- [THE EXERCISE]:
Return, word for word, the stretch from the start of the items below through the line containing "[[45, 397]]", with both ends included. Leave the pictures out of your answer.

- [DATA LINES]:
[Start]

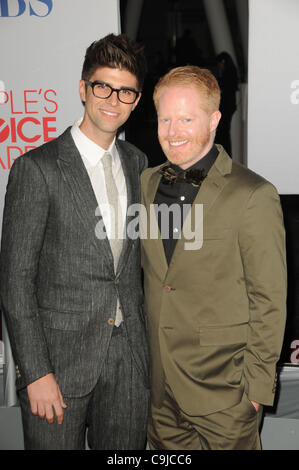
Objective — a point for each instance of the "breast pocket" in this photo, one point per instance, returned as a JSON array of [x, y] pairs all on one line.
[[62, 320]]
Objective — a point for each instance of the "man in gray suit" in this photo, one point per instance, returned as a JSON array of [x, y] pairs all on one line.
[[70, 275]]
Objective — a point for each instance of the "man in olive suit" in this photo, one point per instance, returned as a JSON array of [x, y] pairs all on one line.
[[215, 303]]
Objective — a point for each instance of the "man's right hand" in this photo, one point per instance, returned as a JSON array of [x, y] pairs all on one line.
[[45, 397]]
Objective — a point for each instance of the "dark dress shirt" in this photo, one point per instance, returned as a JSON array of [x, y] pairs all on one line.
[[181, 194]]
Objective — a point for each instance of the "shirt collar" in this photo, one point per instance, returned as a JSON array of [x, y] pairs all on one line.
[[92, 152]]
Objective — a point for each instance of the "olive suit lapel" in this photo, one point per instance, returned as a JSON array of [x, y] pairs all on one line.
[[207, 196]]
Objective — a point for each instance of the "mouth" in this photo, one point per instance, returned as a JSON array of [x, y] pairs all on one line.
[[177, 143], [109, 114]]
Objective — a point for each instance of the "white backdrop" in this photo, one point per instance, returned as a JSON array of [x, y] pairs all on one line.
[[40, 68], [43, 44], [273, 92]]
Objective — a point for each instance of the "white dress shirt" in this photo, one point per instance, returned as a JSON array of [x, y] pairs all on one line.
[[91, 154]]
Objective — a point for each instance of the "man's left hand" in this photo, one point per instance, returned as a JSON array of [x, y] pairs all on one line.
[[256, 405]]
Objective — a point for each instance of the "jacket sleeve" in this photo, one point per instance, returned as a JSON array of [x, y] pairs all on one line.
[[262, 244], [24, 221]]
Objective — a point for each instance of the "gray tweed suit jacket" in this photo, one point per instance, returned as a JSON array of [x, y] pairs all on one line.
[[57, 282]]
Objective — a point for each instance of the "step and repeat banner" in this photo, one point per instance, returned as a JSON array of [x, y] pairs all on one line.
[[273, 128], [43, 44]]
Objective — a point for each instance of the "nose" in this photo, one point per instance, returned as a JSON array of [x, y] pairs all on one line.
[[113, 99], [172, 128]]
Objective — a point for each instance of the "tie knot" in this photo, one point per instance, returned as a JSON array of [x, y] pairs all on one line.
[[107, 160]]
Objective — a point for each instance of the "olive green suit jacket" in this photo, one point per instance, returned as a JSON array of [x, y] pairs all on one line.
[[216, 314]]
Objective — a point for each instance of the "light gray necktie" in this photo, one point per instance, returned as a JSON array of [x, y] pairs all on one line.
[[116, 243]]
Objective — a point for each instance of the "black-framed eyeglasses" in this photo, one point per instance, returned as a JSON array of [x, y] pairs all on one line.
[[103, 90]]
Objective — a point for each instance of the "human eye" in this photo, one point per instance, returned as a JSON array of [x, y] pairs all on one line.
[[101, 85], [127, 92]]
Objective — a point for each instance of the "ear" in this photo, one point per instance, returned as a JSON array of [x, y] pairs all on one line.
[[214, 120], [136, 102], [82, 90]]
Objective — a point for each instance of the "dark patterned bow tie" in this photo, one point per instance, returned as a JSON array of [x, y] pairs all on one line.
[[193, 176]]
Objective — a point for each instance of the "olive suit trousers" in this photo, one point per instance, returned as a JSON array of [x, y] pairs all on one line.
[[236, 428]]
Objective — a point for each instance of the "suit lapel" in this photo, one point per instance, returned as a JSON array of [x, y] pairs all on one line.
[[151, 218], [128, 162], [208, 194], [85, 203]]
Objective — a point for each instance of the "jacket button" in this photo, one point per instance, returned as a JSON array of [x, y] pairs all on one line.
[[167, 288]]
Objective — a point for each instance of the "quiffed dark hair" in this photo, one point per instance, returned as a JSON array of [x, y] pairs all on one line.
[[116, 52]]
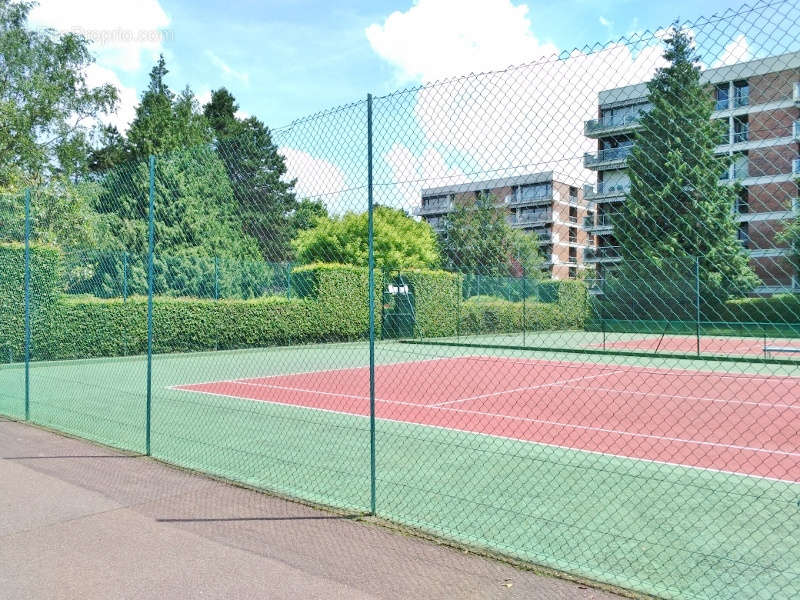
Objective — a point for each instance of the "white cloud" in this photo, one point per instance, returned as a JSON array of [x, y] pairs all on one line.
[[737, 50], [413, 172], [441, 38], [122, 32], [316, 177], [226, 69]]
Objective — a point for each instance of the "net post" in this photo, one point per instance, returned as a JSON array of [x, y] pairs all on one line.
[[697, 300], [216, 278], [27, 301], [124, 276], [370, 242], [150, 250]]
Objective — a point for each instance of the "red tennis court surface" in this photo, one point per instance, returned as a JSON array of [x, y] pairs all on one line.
[[686, 344], [744, 424]]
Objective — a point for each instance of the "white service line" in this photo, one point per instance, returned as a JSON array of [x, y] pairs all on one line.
[[522, 389], [677, 397]]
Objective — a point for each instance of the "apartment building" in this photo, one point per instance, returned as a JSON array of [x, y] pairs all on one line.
[[759, 103], [538, 203]]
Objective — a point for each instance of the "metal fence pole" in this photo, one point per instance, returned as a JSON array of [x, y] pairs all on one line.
[[697, 300], [370, 242], [216, 278], [124, 276], [27, 294], [150, 250]]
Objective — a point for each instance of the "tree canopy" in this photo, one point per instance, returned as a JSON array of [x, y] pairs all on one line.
[[677, 209], [478, 239], [400, 241]]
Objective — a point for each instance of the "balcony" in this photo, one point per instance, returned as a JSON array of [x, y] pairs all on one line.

[End]

- [RESPONSE FOR THIS EXERCISE]:
Objective — a point for each instance of the "breast pocket" in this photo, one point per instance, returned as a JSON array of [x, y] pairs all on one line.
[[62, 320]]
Objective — a point for each instance of the "man in gray suit" in this photo, one point per instance, returned as a JSON array of [x, y] pairs all on one line.
[[70, 275]]
Objective — a point for each instance of the "man in olive suit" in this photo, one point per instance, returned as a JSON array of [x, y] pairs all on one line.
[[215, 303]]
Objective — a point for each instance of the "man's right hand" in this photo, one point per instance, returned as a JSON array of [x, y] pairs all on one line.
[[45, 397]]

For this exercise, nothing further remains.